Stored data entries
►

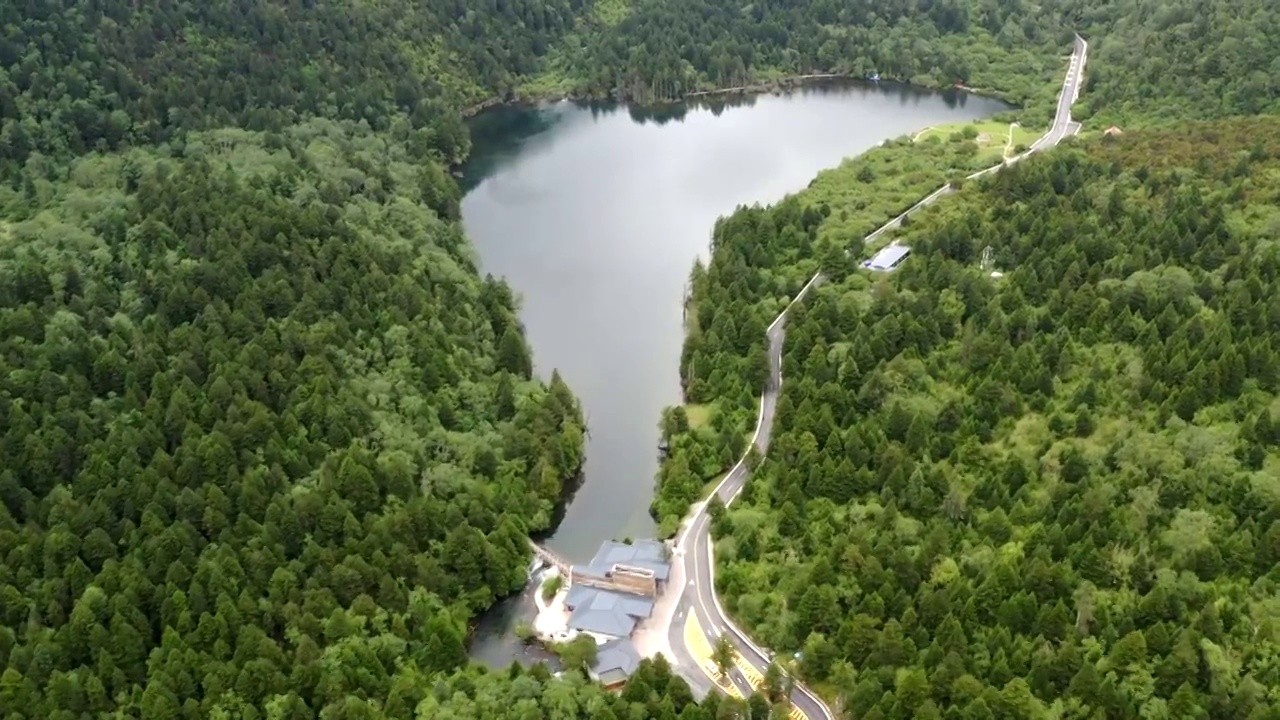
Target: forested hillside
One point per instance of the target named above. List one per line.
(1179, 58)
(88, 76)
(269, 440)
(653, 692)
(664, 49)
(1050, 492)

◄

**Aim of the exercise**. Swap "forested hillside" for "wooded slope" throughout all the records and write the lines out again with nothing else changed. Omit the pictures from your answer.

**Task output**.
Target: wooded slope
One point per instance of the target named above. List one per line.
(1179, 58)
(88, 76)
(269, 440)
(653, 692)
(664, 49)
(1050, 492)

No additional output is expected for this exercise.